ACTIVITIES ->
1/ In the reflection on the Math Medic EFFL workshop, what does EFFL stand for?
2/ Resume the reflection on the Math Medic EFFL workshop, picking up right after its final sentence.

DOCUMENT SEGMENT ->
───
Reflections on the EFFL Workshop by Math Medic


I've just completed 106 hours of professional development this summer and decided that if I'm truly going to apply what I've learned, I need to reflect on the takeaways before I forget them. The summer began with the AP Biology Read in Kansas City, MO which accounted for 70 hours. Last week, I participated in an online APSI for AP Environmental Science for another 30 hours. Today was the last day of a 6 hour, online workshop by Math Medic on EFFL (Experience First, Formalize Later). Since this workshop is the freshest in my mind, I'll start with this one. 

I love Math Medic. First of all, they write a whole set of lessons that correlate to the AP Precalculus course. And secondly, they teach math the way I have always wanted to teach math...students learn by doing some activity that they can relate to (Experience First), but points them to the main ideas of the lesson. Anyway, by the end of the year last year I was also using Math Medic lessons for Pre-AP Algebra 2, especially for the way they consolidated the lessons (Formalize Later).
───
DATA FOR ANALYSIS ->
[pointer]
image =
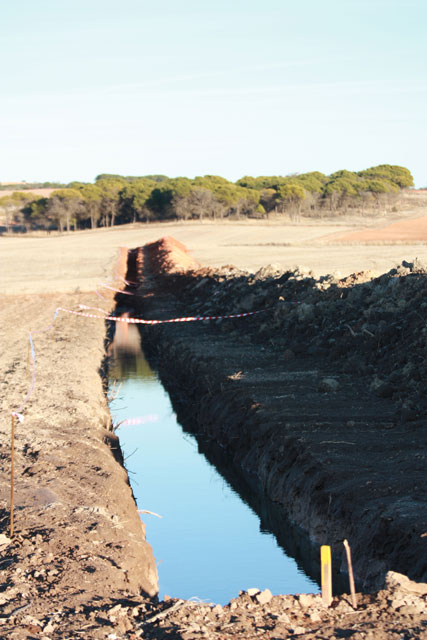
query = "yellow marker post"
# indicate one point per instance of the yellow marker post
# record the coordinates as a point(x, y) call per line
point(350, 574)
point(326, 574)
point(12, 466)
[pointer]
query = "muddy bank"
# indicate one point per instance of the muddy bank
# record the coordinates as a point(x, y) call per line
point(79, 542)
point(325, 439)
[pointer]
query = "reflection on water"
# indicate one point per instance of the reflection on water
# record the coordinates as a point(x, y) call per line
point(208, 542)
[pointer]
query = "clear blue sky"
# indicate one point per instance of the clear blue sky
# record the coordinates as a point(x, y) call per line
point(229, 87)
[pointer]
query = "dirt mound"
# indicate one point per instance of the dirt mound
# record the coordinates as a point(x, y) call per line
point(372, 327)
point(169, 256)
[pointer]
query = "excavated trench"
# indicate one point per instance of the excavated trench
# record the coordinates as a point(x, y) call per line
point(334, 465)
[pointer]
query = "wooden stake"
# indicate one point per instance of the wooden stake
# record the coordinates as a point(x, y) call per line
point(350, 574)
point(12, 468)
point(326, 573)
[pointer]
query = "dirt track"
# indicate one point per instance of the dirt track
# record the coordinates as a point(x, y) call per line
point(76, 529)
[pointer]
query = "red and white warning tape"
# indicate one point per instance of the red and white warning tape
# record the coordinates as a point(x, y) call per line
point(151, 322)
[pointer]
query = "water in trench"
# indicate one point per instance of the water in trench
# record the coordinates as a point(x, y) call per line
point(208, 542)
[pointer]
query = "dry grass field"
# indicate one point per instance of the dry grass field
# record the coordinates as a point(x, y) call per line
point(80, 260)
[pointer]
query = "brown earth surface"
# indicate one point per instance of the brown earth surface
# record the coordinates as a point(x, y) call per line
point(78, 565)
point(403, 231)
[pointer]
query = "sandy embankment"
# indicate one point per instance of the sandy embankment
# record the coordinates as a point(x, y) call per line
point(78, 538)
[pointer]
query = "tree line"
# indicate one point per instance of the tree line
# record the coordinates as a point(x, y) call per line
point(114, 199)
───
TASK-BY-TASK ANSWERS ->
1/ Experience First, Formalize Later.

2/
So, here are my takeaways: 

1. Project a blank "Experience" page that I direct students to write in certain work that their group has done. Last year, I just left them blank as I gave margin notes and pointed to student work up on the boards (my classes use whiteboards or windows to write their group work), but the work was hard to see.

2. Have students write the margin notes as I do, and they should write those notes in a different colored writing utensil just like I do, to help the notes stand out. 

3. Only focus on the challenging questions from the Experience page and chose different students to explain their thinking before connecting their explanation to the margin notes that are pointing to the main idea.

4. Know the main ideas before the lesson, so that I can better ask focusing questions that point students to the main idea versus just pointing then to how to get the right answer. Connect their thinking to the main idea(s).  Here's a Math Medic blog post about focusing versus funneling questions.

5. Taking this workshop also gave me the idea to share the essential knowledge statement(s) that go with the lesson and work with the students to determine what would be the most helpful information to write in the quick notes section. There are essential knowledge statements for me to use for both AP Precalculus and for Pre-AP Algebra 2.

I'm excited to see how my math classes will go in the coming school year while using these practices.